**What you are asked to do**
Find how many lines in the listing below include the word "query". Give that number only.

**Record set**
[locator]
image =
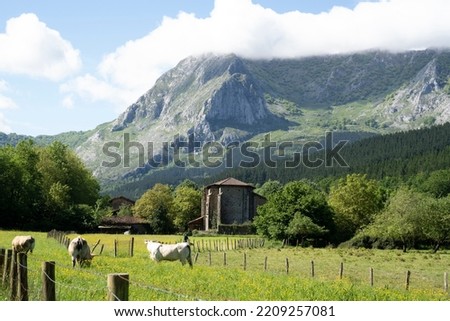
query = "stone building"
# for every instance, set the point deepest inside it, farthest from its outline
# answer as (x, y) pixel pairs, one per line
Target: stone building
(228, 202)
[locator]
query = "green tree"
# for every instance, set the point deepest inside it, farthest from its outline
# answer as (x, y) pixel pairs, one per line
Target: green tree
(296, 211)
(401, 220)
(59, 164)
(155, 205)
(355, 201)
(438, 183)
(435, 220)
(186, 205)
(269, 188)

**Problem solution**
2